[What this task involves] Extract every line of the records below that contains the word "shoulder", treating case as significant.
>> start Provided records
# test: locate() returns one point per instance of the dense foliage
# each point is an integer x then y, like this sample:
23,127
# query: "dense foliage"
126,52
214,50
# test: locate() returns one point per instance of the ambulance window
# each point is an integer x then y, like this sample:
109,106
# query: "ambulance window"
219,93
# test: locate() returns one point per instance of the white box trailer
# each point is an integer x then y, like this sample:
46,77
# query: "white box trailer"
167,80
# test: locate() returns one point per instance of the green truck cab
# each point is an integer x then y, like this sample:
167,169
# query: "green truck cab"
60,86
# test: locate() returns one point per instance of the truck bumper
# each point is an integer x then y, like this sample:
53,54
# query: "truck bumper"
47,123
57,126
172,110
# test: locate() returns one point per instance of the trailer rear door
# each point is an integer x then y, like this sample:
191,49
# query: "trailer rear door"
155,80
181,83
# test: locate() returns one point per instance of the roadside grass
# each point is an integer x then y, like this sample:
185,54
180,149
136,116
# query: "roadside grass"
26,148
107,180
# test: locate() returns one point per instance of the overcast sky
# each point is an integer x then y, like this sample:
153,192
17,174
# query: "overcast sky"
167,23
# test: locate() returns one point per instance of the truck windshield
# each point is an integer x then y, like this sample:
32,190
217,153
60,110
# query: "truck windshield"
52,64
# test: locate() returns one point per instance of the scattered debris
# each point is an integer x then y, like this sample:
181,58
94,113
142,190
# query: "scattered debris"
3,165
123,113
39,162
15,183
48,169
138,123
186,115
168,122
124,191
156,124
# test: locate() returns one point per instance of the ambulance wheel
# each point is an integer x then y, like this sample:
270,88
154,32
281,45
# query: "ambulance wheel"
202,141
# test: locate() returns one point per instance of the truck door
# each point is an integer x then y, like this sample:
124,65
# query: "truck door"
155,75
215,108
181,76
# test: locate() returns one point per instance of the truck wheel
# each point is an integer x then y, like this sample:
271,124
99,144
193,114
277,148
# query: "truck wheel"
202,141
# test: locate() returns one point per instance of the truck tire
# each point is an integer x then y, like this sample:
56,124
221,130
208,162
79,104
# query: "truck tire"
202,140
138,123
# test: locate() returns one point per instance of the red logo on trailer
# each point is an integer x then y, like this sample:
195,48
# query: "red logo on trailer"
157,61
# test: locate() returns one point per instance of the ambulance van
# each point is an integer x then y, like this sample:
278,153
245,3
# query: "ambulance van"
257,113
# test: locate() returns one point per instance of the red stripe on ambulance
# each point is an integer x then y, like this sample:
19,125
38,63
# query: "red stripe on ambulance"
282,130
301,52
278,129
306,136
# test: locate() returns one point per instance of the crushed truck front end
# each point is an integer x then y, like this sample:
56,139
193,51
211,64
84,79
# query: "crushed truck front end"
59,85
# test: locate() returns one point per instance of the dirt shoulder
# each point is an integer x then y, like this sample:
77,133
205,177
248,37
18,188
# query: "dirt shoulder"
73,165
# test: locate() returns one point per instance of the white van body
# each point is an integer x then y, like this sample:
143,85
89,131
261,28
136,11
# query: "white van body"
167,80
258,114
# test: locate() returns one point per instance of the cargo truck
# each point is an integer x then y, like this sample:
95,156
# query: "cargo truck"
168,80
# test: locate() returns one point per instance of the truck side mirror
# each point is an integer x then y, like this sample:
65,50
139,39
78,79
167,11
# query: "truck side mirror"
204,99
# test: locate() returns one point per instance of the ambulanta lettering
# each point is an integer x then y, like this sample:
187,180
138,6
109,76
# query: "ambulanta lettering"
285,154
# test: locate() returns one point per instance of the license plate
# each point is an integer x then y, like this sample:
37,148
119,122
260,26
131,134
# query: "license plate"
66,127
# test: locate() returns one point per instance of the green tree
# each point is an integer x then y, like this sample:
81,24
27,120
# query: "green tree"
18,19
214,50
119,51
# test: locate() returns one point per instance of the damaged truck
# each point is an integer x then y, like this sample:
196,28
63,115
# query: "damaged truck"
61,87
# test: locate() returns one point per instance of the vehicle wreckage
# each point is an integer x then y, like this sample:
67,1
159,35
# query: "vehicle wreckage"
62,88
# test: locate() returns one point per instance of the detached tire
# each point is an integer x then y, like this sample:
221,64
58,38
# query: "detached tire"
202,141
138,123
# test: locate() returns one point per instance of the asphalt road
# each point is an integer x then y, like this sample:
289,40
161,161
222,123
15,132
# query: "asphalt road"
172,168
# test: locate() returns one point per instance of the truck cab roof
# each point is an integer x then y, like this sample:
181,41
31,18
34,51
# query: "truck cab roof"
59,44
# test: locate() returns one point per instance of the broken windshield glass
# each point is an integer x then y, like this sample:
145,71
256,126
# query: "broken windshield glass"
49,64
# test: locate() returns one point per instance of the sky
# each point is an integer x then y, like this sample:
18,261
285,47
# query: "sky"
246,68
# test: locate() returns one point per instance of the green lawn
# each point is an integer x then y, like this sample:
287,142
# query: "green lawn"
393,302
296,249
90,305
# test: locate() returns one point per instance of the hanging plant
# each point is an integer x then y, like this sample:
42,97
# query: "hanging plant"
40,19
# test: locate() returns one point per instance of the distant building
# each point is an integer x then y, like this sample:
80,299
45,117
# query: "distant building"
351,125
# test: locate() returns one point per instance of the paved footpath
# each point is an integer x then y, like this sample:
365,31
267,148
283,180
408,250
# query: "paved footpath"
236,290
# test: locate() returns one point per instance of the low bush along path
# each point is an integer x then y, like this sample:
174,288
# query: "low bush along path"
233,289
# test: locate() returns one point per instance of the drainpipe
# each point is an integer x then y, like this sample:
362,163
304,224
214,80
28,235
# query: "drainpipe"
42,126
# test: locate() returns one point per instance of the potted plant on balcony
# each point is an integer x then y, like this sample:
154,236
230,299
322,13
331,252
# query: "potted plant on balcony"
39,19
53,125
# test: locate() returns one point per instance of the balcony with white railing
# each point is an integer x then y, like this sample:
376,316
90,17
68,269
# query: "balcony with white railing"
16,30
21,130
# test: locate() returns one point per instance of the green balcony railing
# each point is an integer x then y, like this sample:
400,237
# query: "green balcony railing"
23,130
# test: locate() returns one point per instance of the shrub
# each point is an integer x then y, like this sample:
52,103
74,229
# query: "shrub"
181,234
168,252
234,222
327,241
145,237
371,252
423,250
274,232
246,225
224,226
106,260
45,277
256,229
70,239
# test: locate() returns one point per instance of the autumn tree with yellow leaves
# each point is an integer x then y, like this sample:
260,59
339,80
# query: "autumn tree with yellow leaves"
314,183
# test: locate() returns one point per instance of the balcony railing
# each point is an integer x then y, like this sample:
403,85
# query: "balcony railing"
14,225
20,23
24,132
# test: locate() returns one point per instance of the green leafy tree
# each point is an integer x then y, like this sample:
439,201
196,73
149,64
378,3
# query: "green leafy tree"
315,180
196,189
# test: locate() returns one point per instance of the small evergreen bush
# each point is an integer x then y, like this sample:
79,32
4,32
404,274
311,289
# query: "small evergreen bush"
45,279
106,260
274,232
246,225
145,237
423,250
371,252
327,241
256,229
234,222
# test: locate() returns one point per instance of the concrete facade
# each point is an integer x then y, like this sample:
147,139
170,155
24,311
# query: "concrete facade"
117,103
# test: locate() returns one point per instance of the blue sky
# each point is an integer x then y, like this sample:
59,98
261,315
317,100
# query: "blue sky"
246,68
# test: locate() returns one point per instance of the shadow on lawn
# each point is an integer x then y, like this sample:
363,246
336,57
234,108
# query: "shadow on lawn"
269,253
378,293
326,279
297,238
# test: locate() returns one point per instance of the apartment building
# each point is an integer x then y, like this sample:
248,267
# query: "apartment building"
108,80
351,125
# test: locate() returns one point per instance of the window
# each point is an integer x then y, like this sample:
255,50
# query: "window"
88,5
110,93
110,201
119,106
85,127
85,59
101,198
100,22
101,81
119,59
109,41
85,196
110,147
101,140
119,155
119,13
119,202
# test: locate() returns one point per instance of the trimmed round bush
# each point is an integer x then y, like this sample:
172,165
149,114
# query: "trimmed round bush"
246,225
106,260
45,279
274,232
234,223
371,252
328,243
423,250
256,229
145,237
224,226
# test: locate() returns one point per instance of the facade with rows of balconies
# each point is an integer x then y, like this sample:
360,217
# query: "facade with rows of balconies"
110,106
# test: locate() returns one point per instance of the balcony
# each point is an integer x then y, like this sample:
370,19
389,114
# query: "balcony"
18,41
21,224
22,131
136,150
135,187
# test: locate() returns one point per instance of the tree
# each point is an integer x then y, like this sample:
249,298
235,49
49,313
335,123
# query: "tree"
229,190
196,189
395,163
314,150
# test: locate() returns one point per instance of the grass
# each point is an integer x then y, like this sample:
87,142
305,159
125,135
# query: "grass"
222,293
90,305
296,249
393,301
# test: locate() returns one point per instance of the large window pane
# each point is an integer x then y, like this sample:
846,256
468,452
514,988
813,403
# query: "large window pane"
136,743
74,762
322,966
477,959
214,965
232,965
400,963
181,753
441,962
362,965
>> end Provided records
>> start Provided records
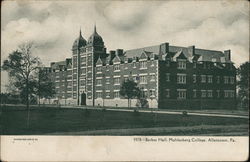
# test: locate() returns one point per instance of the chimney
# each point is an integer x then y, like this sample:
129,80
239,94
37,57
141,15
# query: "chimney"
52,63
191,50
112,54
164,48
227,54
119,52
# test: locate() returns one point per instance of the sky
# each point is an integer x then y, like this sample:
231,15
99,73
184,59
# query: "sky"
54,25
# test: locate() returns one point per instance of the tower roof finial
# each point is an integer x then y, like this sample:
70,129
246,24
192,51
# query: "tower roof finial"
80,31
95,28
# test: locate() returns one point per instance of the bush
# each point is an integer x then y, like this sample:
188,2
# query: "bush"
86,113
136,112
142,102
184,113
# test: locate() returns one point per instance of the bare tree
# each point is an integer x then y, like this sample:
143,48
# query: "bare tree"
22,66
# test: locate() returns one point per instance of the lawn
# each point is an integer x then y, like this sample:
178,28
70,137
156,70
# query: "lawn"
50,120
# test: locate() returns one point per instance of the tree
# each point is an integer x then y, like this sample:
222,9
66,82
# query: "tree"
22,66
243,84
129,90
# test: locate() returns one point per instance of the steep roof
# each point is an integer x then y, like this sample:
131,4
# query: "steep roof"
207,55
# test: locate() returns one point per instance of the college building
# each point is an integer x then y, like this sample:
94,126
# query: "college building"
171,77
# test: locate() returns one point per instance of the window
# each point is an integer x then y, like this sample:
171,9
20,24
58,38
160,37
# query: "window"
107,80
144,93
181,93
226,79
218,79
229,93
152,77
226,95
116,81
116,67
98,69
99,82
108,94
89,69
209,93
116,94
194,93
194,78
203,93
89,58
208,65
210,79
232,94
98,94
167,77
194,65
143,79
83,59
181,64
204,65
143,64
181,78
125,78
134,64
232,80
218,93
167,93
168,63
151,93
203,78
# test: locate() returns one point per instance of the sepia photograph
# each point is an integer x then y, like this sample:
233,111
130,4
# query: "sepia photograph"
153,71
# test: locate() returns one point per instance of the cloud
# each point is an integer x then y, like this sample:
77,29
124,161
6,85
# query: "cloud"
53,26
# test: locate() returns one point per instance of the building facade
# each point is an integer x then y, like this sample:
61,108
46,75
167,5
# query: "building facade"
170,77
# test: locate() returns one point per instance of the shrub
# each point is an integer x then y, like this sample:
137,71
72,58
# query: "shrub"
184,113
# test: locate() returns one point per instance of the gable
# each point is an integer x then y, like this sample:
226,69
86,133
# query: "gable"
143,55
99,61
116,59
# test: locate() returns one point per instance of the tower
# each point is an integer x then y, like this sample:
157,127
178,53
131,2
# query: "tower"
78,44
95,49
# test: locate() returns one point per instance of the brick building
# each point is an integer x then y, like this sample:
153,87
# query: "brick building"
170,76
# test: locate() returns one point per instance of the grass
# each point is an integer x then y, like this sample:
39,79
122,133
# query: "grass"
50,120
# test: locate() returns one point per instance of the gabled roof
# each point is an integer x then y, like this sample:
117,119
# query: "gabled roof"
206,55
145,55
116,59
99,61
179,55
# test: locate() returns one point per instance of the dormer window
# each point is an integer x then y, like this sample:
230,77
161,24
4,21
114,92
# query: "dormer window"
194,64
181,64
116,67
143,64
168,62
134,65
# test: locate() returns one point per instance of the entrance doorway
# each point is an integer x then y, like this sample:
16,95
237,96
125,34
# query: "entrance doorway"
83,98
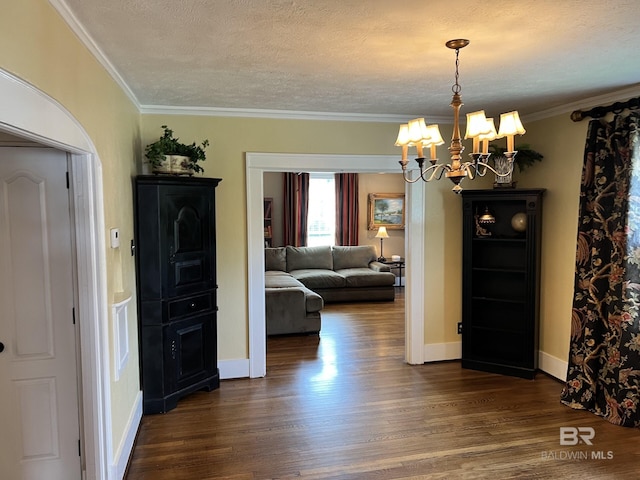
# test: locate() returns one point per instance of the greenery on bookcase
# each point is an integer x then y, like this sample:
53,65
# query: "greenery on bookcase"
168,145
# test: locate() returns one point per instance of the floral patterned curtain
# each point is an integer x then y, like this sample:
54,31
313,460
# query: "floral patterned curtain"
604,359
>> end Provided records
[Task result]
# test: locate() returns one point per instance of the dirt shoulder
# query: "dirt shoulder"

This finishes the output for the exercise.